++++ Given information

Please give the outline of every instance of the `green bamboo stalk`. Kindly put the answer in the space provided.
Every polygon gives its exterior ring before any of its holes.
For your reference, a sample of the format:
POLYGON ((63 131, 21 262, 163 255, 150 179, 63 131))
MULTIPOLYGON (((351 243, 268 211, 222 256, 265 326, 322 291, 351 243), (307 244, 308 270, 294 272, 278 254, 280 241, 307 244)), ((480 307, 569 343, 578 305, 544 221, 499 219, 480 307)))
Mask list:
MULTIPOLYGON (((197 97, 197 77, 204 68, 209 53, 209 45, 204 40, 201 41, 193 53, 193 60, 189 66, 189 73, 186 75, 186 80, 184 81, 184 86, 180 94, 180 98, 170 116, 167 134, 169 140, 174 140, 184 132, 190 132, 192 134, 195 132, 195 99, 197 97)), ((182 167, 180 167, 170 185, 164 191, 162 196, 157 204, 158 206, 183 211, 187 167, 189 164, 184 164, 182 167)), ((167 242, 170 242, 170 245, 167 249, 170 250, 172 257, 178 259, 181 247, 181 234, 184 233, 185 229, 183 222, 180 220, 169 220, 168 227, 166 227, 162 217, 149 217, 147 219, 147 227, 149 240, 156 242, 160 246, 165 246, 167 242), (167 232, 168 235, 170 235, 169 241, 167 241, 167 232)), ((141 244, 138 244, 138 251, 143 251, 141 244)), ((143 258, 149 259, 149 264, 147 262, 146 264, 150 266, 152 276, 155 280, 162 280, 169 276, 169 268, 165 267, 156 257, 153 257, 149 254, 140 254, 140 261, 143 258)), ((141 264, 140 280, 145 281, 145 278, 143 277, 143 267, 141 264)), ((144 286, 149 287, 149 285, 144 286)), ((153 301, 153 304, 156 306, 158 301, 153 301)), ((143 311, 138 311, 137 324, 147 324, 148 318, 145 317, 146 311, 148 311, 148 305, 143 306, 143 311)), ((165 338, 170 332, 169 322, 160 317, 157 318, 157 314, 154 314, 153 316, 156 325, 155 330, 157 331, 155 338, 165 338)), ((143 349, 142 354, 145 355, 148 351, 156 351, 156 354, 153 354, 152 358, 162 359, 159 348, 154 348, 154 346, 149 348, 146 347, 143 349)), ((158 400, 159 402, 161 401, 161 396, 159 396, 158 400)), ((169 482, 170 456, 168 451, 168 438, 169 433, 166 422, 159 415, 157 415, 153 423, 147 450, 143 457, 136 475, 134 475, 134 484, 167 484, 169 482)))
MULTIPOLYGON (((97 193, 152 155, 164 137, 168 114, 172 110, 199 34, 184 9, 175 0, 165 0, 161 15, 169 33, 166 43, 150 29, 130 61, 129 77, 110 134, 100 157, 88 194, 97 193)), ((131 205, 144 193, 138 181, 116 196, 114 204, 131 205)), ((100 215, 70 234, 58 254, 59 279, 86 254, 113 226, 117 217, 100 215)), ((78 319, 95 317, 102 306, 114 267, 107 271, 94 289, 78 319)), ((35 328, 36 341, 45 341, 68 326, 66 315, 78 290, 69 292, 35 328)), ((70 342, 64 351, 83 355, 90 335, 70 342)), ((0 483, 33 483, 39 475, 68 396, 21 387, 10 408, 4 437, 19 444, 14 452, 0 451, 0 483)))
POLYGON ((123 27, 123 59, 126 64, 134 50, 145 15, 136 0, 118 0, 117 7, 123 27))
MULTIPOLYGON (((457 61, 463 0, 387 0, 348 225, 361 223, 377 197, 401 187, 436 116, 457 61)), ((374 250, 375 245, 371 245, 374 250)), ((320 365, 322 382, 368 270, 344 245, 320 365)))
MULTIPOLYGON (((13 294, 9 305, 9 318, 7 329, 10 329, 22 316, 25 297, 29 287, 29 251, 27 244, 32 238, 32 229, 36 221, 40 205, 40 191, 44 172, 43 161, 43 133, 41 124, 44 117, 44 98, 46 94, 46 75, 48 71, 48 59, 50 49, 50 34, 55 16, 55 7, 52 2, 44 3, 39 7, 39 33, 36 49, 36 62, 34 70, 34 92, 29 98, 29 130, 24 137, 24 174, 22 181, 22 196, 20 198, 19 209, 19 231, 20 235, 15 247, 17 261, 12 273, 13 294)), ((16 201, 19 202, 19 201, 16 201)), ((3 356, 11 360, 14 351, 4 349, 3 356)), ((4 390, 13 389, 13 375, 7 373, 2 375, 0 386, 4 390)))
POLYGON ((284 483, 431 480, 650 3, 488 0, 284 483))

++++++++

> [Task details]
Please count how many of the lines above contain the word "outline" and give only that number.

> [Written response]
1